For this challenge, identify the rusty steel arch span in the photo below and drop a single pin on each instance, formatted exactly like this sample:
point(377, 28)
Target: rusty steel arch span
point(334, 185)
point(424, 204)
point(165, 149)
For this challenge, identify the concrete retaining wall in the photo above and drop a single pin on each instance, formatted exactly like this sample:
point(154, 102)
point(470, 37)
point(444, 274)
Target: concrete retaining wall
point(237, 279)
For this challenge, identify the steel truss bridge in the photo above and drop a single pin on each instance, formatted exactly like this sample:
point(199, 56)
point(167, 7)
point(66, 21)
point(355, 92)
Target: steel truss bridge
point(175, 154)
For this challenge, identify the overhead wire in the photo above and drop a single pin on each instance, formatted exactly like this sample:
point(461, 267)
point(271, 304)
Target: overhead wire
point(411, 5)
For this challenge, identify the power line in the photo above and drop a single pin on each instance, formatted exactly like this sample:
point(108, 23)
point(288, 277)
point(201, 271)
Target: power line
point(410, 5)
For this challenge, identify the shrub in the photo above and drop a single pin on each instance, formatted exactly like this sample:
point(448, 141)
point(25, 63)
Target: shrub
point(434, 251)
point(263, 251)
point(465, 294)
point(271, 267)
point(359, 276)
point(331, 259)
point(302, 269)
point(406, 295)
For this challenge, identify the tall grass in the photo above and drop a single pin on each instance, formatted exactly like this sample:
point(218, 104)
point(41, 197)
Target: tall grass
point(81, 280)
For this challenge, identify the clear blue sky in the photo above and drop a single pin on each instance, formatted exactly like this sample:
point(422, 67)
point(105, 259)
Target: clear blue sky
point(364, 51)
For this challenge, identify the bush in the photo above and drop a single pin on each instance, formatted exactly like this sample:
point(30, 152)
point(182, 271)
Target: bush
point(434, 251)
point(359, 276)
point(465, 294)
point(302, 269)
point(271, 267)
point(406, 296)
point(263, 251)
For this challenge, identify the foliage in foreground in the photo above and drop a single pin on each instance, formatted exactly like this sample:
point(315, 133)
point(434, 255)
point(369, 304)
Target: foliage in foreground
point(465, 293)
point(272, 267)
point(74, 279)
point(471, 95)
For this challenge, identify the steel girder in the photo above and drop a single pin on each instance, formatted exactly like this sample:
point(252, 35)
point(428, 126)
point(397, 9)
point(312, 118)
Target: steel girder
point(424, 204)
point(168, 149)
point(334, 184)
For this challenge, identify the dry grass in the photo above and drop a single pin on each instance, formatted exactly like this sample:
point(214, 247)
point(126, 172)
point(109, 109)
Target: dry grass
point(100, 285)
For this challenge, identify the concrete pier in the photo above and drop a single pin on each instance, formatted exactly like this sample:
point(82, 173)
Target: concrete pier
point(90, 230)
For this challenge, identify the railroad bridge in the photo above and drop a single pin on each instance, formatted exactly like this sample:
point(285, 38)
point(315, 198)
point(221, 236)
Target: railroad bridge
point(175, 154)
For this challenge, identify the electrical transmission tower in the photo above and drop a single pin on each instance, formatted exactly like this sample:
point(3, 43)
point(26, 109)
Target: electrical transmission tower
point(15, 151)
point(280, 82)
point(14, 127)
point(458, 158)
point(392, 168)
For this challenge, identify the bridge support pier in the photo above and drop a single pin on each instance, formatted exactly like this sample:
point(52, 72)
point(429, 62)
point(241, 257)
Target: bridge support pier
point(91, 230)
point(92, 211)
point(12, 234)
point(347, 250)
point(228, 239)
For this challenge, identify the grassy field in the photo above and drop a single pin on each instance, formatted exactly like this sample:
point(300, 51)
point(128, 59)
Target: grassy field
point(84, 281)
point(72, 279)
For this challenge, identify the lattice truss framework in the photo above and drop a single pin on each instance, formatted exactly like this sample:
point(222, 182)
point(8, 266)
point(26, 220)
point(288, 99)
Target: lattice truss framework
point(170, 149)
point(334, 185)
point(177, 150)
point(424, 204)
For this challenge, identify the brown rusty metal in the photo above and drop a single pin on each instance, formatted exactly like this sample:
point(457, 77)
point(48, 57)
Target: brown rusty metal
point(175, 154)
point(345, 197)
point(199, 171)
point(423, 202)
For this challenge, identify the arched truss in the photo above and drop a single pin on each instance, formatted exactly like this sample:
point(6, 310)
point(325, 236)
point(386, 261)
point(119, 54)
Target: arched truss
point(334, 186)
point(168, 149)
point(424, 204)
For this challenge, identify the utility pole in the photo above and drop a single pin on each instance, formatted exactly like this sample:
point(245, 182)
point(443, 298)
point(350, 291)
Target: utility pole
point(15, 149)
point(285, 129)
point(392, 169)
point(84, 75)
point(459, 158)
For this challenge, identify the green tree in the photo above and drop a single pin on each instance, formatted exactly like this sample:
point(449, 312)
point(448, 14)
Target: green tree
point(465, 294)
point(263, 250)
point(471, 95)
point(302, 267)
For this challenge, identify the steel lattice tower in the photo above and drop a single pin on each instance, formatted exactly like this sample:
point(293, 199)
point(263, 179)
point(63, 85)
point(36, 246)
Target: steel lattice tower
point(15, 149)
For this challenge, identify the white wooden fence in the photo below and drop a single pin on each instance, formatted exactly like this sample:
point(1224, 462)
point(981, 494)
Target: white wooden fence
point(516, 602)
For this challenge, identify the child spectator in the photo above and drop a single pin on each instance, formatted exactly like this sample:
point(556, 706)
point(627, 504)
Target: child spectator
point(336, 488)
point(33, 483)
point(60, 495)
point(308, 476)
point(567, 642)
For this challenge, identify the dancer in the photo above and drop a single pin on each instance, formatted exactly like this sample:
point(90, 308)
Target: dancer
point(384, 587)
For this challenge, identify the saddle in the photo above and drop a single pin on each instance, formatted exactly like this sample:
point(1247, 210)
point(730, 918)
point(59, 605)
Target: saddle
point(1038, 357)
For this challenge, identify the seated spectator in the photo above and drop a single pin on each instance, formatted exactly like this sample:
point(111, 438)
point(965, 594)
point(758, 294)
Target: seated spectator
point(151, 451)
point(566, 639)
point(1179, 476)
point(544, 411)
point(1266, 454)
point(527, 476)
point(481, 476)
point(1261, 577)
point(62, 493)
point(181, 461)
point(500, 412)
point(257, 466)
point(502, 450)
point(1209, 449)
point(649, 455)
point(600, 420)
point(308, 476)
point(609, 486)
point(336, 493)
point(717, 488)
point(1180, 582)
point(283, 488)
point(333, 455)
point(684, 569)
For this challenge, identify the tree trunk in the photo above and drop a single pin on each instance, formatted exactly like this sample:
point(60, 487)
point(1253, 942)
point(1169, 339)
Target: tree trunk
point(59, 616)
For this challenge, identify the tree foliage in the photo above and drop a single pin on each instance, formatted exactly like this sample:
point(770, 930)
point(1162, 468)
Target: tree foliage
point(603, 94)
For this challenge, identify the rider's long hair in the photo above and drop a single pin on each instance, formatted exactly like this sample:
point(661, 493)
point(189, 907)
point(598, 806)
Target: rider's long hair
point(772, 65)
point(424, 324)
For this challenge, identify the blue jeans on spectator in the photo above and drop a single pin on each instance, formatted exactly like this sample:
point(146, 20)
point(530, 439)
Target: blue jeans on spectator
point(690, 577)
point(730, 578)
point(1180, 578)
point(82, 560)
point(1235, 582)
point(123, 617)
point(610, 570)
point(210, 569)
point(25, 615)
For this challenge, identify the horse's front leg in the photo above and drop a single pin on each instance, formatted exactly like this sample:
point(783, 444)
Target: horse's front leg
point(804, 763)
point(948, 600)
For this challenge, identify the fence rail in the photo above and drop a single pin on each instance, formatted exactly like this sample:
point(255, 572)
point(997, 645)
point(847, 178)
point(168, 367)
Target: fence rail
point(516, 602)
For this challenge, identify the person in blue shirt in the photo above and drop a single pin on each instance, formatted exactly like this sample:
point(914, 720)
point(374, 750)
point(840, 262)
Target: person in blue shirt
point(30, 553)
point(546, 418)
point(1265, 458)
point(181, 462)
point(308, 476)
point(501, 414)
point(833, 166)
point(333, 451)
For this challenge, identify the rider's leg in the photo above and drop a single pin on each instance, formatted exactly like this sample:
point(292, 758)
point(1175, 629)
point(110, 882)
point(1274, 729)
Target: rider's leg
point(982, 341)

* **Brief**: After finding the line that contains "point(168, 367)" in the records above, copy that line and each one after it exactly, through the final line.

* **Final answer**:
point(168, 367)
Target: fence rail
point(516, 602)
For this challenge, identify the person in blue shirt in the photo above and drop a single pin on each instance, formatted exactly like this sample:
point(914, 720)
point(374, 750)
point(840, 262)
Target: person in blue shirt
point(30, 553)
point(546, 418)
point(1265, 458)
point(181, 462)
point(308, 476)
point(501, 414)
point(833, 166)
point(333, 451)
For this challenge, identify the rider's leg in the photo above and drop a single pin on each instance, formatted exactly like this sample:
point(292, 758)
point(1175, 629)
point(110, 882)
point(1274, 729)
Target: rider's leg
point(982, 341)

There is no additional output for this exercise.